Il tema della cartolarizzazione delle sofferenze era già stato toccato in numerose occasioni dalla Suprema Corte, nella maggior parte dei casi riguardo a crediti di enti pubblici e in particolare dell’INPS, ma anche, per quanto in misura molto minore, di cospicui istituti di credito.
Sono pochissime invece le occasioni in cui al centro dell’attenzione si sono poste le sofferenze di un istituto di credito cooperativo. Tale considerazione unitamente alle peculiarità che contraddistinguono una particolare tipologia di banca, consiglia di dare attenzione a questo arresto.
Indice
- La cartolarizzazione del credito in sofferenza
- La legittimazione passiva del procuratore al recupero crediti
- Il credito e il rapporto contrattuale relativo
- La garanzia per i risparmiatori
- La distinzione tra contratto e credito
- La (mancata) specificità del credito cooperativo
- Le sofferenze della singola BCC e il ruolo del gruppo bancario
- Il regime fiscale degli oneri relativi al recupero crediti
- Destinazione delle somme derivanti dal recupero crediti
- La (mancata) valorizzazione dei rapporti interni al gruppo bancario
1. La cartolarizzazione del credito in sofferenza
La vicenda si era dipanata come segue, in sintesi.
STN Srl, una società di costruzioni, avendo stipulato con Banca Agrileasing Spa un contratto di leasing per una autogru, non pagava i relativi canoni.
Allorché la società viene posta in liquidazione, ICCREA Banca Impresa Spa, succeduta nel frattempo a Banca Agrileasing, ottiene dal Tribunale di Roma un decreto ingiuntivo per i canoni non pagati e per la restituzione del bene strumentale oggetti del leasing. STN Srl, tramite i fideiussori, resiste al decreto, l’opposizione viene però respinta dal Tribunale.

ELENCO DELLE RIGHE:

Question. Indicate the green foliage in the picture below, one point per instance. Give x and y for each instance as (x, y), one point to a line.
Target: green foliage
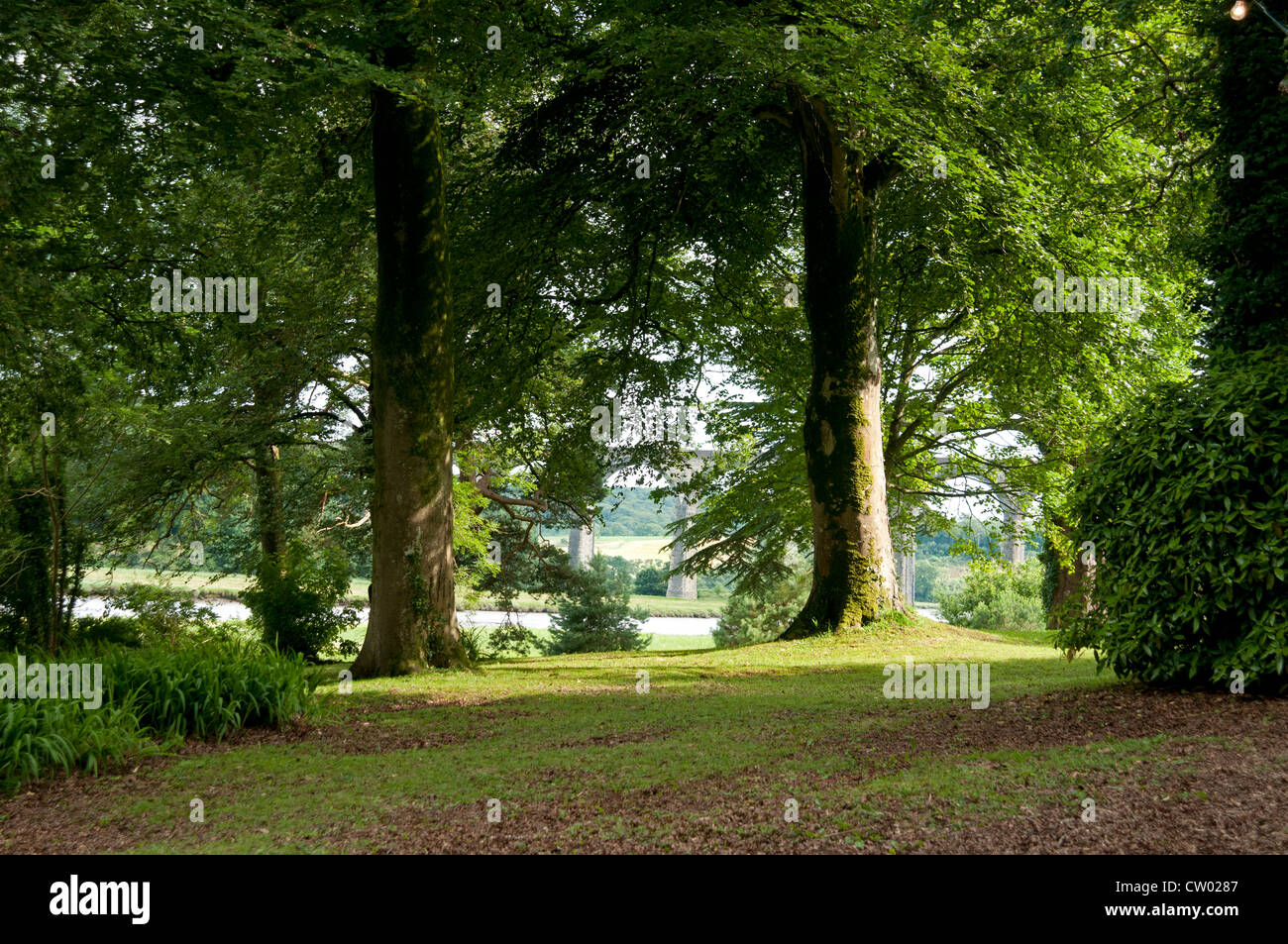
(1190, 530)
(510, 638)
(761, 617)
(296, 609)
(595, 614)
(158, 614)
(39, 737)
(651, 581)
(996, 595)
(205, 689)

ESERCIZIO SCRITTO:
Riscrivi il passo della fonte che comincia dalle parole "Il tema della" e si chiude dopo "a questo arresto.", mettendo "Corte di Cassazione" al posto di "Suprema Corte". Le righe non hanno alcun ruolo in questo compito.

RISPOSTA:
Il tema della cartolarizzazione delle sofferenze era già stato toccato in numerose occasioni dalla Corte di Cassazione, nella maggior parte dei casi riguardo a crediti di enti pubblici e in particolare dell’INPS, ma anche, per quanto in misura molto minore, di cospicui istituti di credito.
Sono pochissime invece le occasioni in cui al centro dell’attenzione si sono poste le sofferenze di un istituto di credito cooperativo. Tale considerazione unitamente alle peculiarità che contraddistinguono una particolare tipologia di banca, consiglia di dare attenzione a questo arresto.